Short task A: Report only the number of lines in the records below that contain the string "window".

Enforcement of any forthcoming climate rules will also be subject to this initiative. EPA will also prioritize enforcement actions that will reduce emissions of greenhouse gases by addressing violations related to carbon dioxide, nitrous oxide, and volatile organic compound emissions. Examples cited include gas flaring, storage tank emissions, wastewater treatment systems, incineration/combustion operations, Greenhouse Gas Reporting Rule compliance, and Renewable Fuel Standards compliance.
EPA is directing its enforcement staff to consider climate change in administrative, civil, and criminal case development process and settlements. Enforcement staff should consider clean renewable energy projects (like wind, solar, and vehicle electrification), green infrastructure cleanup responses, and climate mitigation remedies in case resolution, including the use of Supplemental Environmental Projects.
Key take-aways: The regulated community can expect an increased enforcement focus on alleged violations of laws and regulations aimed at reducing greenhouse gas emissions. In particular, the oil and gas industry can expect continued, and likely increased, enforcement of NSPS Part 60, Subparts OOOO and OOOOa, and, when finalized, Subparts OOOOb and OOOOc. Subparts OOOOb and OOOOc will allow for third parties to become certified to collect methane emissions data, report “super-emitter” events to EPA and the facility, and force action by the facility, making data gathering, and therefore enforcement efforts, easier for the agency.

Information given:
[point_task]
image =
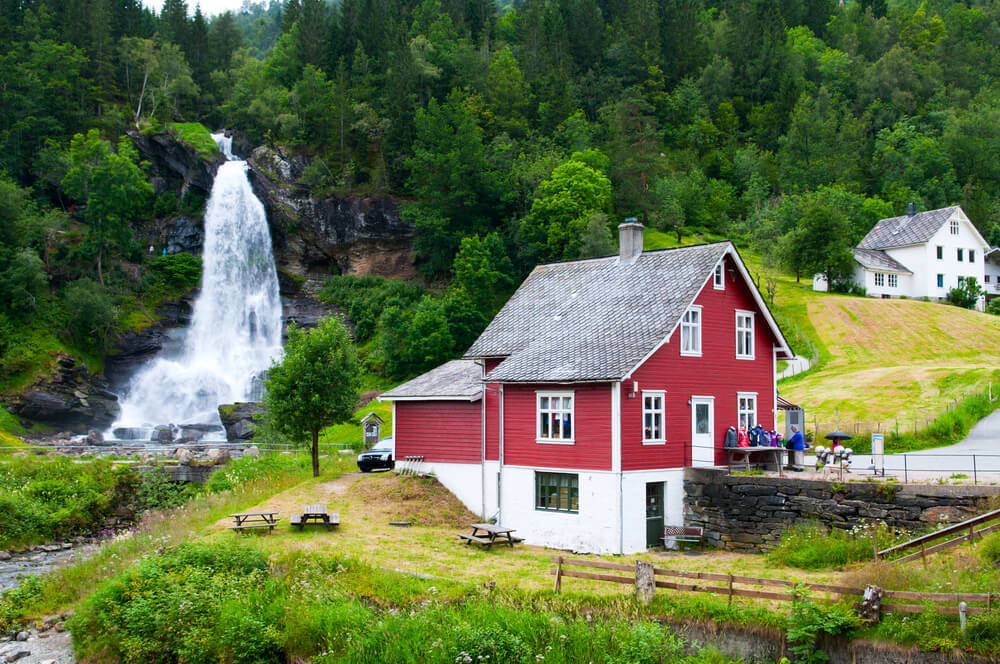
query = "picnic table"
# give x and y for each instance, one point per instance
(489, 534)
(318, 514)
(743, 454)
(247, 521)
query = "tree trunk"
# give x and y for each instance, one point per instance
(315, 452)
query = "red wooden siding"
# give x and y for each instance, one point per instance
(446, 431)
(716, 373)
(591, 449)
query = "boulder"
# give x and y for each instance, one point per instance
(68, 397)
(237, 418)
(360, 235)
(217, 456)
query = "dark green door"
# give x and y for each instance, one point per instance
(654, 514)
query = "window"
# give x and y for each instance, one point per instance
(691, 332)
(557, 492)
(555, 417)
(652, 417)
(747, 409)
(744, 335)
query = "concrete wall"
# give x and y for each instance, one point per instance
(743, 513)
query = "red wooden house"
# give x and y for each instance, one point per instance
(573, 415)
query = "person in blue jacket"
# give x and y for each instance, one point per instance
(796, 449)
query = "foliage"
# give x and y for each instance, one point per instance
(814, 546)
(809, 621)
(315, 384)
(51, 499)
(967, 294)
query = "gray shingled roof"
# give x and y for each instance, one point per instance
(906, 230)
(879, 260)
(596, 319)
(455, 380)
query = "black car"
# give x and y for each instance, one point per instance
(378, 457)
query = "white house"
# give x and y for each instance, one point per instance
(921, 255)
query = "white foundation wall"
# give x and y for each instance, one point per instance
(594, 529)
(634, 495)
(465, 481)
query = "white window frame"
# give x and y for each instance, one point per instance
(695, 329)
(741, 411)
(549, 440)
(743, 331)
(661, 412)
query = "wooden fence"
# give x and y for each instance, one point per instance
(732, 581)
(967, 529)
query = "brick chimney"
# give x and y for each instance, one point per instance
(629, 240)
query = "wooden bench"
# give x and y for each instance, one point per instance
(687, 534)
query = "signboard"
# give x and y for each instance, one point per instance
(878, 452)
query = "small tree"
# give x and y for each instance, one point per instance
(967, 294)
(314, 386)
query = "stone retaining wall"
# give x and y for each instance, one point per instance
(748, 513)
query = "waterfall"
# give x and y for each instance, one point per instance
(236, 325)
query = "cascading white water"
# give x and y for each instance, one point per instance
(236, 325)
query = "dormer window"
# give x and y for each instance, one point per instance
(691, 332)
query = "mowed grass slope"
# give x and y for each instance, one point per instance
(888, 359)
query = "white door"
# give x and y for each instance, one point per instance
(702, 432)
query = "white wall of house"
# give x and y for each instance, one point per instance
(922, 260)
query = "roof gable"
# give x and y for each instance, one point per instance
(906, 230)
(596, 320)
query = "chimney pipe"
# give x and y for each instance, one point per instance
(629, 240)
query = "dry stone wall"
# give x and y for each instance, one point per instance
(749, 513)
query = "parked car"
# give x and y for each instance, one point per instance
(378, 457)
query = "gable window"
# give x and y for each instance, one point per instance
(653, 417)
(747, 409)
(744, 335)
(557, 492)
(691, 332)
(555, 417)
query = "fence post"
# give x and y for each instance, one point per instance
(645, 581)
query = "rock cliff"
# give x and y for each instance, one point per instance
(314, 237)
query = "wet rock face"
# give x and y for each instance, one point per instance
(134, 348)
(172, 164)
(69, 398)
(237, 418)
(313, 236)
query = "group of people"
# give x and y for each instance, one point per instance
(757, 436)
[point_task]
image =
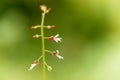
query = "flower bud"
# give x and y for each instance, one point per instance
(36, 36)
(43, 8)
(51, 27)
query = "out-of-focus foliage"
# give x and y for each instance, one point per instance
(91, 40)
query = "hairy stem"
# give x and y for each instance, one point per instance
(43, 47)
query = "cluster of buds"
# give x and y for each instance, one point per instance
(55, 38)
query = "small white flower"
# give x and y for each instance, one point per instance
(56, 53)
(33, 65)
(55, 38)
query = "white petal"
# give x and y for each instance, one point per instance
(56, 35)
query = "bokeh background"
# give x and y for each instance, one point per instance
(90, 46)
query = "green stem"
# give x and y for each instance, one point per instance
(43, 47)
(49, 51)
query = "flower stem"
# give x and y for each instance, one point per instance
(43, 47)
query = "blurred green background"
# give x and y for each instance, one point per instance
(90, 46)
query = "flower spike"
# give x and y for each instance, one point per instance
(33, 65)
(36, 36)
(55, 38)
(51, 27)
(56, 53)
(35, 27)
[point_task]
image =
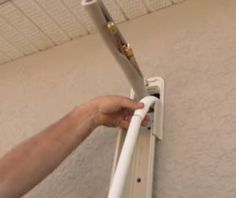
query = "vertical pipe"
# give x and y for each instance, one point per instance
(120, 175)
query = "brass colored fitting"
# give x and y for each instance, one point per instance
(111, 26)
(128, 51)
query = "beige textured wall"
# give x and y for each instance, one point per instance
(191, 45)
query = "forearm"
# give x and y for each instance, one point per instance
(30, 162)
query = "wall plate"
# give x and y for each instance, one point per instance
(139, 181)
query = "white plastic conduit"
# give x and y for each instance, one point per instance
(120, 174)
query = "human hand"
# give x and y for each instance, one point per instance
(115, 111)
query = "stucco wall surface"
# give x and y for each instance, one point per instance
(192, 46)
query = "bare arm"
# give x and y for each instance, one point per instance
(31, 161)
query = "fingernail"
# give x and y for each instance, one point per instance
(141, 104)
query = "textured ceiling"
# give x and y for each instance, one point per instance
(29, 26)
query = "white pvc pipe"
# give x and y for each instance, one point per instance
(119, 178)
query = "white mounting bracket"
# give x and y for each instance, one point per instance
(140, 178)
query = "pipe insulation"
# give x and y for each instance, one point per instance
(120, 175)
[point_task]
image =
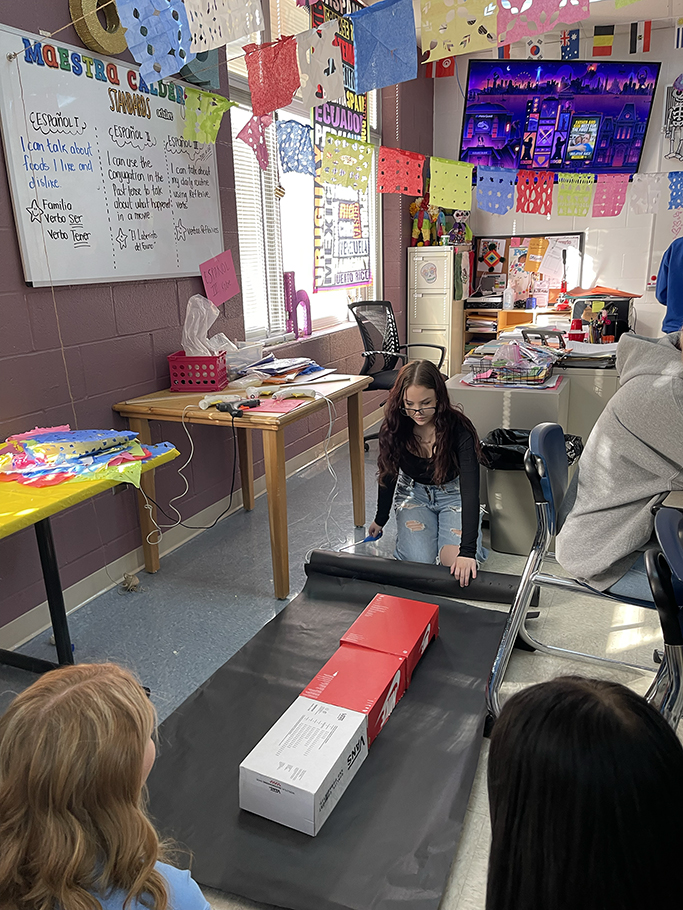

Short task B: Reproduce the EPA climate enforcement passage above in full, word for word.

Full output A: 4

Full output B:
Enforcement of any forthcoming climate rules will also be subject to this initiative. EPA will also prioritize enforcement actions that will reduce emissions of greenhouse gases by addressing violations related to carbon dioxide, nitrous oxide, and volatile organic compound emissions. Examples cited include gas flaring, storage tank emissions, wastewater treatment systems, incineration/combustion operations, Greenhouse Gas Reporting Rule compliance, and Renewable Fuel Standards compliance.
EPA is directing its enforcement staff to consider climate change in administrative, civil, and criminal case development process and settlements. Enforcement staff should consider clean renewable energy projects (like wind, solar, and vehicle electrification), green infrastructure cleanup responses, and climate mitigation remedies in case resolution, including the use of Supplemental Environmental Projects.
Key take-aways: The regulated community can expect an increased enforcement focus on alleged violations of laws and regulations aimed at reducing greenhouse gas emissions. In particular, the oil and gas industry can expect continued, and likely increased, enforcement of NSPS Part 60, Subparts OOOO and OOOOa, and, when finalized, Subparts OOOOb and OOOOc. Subparts OOOOb and OOOOc will allow for third parties to become certified to collect methane emissions data, report “super-emitter” events to EPA and the facility, and force action by the facility, making data gathering, and therefore enforcement efforts, easier for the agency.